* Text *
⁂
You work in an industry where there aren't necessarily so many women around. When you have been kind of the only women in you know, I guess these days, it might be with a client team or, you know, and in the past and the teams that you've sort of worked in, how have you gone about building trust with your peers?
Andrea
Yeah, so I don't think I've ever worked in a team with another woman yet. I know. I mean, and that was one of the reasons why I established a group for women in our industry, because I didn't have any women in my phonebook. When COVID hit, I didn't know any other women in the industry. I mean, that just now I know, lots of women, but back, you know, three or four years ago, I didn't know any other women in the industry.
Ruth
That's incredible.
Andrea
Yeah, we're about 8% of the technical industry professional body. And that's much, much better than when I started 20 something years ago, I mean, back then I think you could have fitted us around my kitchen table. So it is getting better. And that's really good. But but to actually come across those women in generally the small groups that we work in as design teams or whatever. Yeah, it's unusual. I don't think I've ever come across another. I've not worked with another expert witness, for example, I know of one or two, too. But I haven't worked, you know, sort of against if you like with another woman on the other side, yet, so I'm hopeful of that. I don't think in answer to your question. How we earn trust? I'm not sure that's a gender related question. I think trust is earned for anyone.
⁂
* Provided material *
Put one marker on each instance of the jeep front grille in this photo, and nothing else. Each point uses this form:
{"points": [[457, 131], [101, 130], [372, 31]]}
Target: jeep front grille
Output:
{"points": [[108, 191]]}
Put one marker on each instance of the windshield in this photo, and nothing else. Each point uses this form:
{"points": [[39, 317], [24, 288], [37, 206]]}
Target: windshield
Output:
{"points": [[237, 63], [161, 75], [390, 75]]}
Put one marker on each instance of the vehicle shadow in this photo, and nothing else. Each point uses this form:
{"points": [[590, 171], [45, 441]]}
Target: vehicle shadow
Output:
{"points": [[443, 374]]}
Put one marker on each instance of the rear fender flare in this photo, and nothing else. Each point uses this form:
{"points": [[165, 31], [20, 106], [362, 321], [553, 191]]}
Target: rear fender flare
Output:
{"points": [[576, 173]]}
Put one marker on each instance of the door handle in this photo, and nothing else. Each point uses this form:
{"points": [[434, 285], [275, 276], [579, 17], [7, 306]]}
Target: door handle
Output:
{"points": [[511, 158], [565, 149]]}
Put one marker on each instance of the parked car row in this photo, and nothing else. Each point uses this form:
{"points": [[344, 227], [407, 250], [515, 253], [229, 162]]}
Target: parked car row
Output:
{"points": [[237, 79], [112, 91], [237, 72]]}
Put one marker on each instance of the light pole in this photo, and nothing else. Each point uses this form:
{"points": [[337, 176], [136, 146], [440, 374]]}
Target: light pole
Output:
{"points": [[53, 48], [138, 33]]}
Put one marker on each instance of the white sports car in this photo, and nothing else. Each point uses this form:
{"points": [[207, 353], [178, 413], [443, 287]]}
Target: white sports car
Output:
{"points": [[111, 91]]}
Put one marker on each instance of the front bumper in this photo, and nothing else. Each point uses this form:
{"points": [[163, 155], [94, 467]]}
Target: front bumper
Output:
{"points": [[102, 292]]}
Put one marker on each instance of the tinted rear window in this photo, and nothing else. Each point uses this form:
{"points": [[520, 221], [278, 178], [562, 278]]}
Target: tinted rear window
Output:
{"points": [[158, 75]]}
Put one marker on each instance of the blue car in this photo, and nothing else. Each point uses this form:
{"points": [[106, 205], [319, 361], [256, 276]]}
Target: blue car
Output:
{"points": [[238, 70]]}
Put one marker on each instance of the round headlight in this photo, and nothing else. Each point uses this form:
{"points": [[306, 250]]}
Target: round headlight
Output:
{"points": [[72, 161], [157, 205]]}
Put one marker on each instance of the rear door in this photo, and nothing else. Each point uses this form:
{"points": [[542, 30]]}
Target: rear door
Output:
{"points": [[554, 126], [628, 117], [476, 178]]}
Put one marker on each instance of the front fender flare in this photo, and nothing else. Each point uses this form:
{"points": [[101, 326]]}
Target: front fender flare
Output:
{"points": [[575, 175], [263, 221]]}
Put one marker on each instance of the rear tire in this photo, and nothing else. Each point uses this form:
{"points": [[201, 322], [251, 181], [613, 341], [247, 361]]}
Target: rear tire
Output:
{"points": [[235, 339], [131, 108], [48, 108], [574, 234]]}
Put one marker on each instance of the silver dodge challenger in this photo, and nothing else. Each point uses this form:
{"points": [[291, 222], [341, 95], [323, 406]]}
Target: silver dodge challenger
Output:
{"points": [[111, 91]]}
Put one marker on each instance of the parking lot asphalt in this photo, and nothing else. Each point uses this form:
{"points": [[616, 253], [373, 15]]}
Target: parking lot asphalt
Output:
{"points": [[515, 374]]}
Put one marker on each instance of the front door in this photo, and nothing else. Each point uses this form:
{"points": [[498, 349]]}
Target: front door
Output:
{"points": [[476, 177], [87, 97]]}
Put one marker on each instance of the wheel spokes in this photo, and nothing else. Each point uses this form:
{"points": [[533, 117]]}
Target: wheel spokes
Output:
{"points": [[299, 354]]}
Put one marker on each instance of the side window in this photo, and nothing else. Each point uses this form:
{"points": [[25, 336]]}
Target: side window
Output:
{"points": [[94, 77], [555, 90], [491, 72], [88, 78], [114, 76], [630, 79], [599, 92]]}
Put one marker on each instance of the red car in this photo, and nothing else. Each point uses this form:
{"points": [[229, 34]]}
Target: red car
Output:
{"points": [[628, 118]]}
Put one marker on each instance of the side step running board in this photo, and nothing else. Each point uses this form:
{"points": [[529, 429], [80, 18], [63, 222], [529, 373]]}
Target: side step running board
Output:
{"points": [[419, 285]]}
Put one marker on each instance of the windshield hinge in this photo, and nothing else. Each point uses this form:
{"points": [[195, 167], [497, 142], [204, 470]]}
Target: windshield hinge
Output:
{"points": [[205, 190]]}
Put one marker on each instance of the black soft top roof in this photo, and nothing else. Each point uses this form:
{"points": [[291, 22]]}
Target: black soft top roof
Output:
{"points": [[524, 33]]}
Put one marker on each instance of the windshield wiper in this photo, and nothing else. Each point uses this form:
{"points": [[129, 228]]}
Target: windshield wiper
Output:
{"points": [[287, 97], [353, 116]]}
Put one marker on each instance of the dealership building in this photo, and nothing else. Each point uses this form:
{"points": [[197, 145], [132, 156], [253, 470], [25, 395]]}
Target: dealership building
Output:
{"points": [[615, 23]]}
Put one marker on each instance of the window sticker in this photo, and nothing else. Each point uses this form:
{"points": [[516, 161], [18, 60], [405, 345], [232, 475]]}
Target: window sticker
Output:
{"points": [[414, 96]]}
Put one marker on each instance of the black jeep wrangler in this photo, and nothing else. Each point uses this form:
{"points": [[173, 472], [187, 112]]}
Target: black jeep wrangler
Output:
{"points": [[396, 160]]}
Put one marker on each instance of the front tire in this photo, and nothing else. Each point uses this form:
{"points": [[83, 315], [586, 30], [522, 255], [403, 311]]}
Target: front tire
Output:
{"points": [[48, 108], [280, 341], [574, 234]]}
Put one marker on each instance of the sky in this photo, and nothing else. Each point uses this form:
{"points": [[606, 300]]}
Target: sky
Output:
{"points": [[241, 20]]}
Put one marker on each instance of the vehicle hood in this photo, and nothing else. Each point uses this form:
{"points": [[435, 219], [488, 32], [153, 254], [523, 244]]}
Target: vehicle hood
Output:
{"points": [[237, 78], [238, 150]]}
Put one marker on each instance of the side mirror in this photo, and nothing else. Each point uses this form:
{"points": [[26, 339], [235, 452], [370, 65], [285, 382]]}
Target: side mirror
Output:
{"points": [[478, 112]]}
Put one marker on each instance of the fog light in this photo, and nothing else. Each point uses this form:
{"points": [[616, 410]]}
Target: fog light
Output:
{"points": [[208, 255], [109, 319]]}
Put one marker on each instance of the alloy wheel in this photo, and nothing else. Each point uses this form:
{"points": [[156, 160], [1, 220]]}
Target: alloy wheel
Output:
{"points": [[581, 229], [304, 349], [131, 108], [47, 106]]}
⁂
* Work item A *
Reproduce the interview verbatim, beginning at the words "You work in" and stopping after "That's incredible.".
* Work item B *
Summarize the interview in two sentences.

* Problem solution A *
You work in an industry where there aren't necessarily so many women around. When you have been kind of the only women in you know, I guess these days, it might be with a client team or, you know, and in the past and the teams that you've sort of worked in, how have you gone about building trust with your peers?
Andrea
Yeah, so I don't think I've ever worked in a team with another woman yet. I know. I mean, and that was one of the reasons why I established a group for women in our industry, because I didn't have any women in my phonebook. When COVID hit, I didn't know any other women in the industry. I mean, that just now I know, lots of women, but back, you know, three or four years ago, I didn't know any other women in the industry.
Ruth
That's incredible.

* Problem solution B *
Andrea says she has never worked in a team with another woman, and she set up a group for women in the industry partly because she knew no other women in it when COVID hit. Women make up about 8% of the technical industry professional body, which is much better than when she started 20-some years ago, and she thinks trust is earned by anyone rather than being a gender-related question.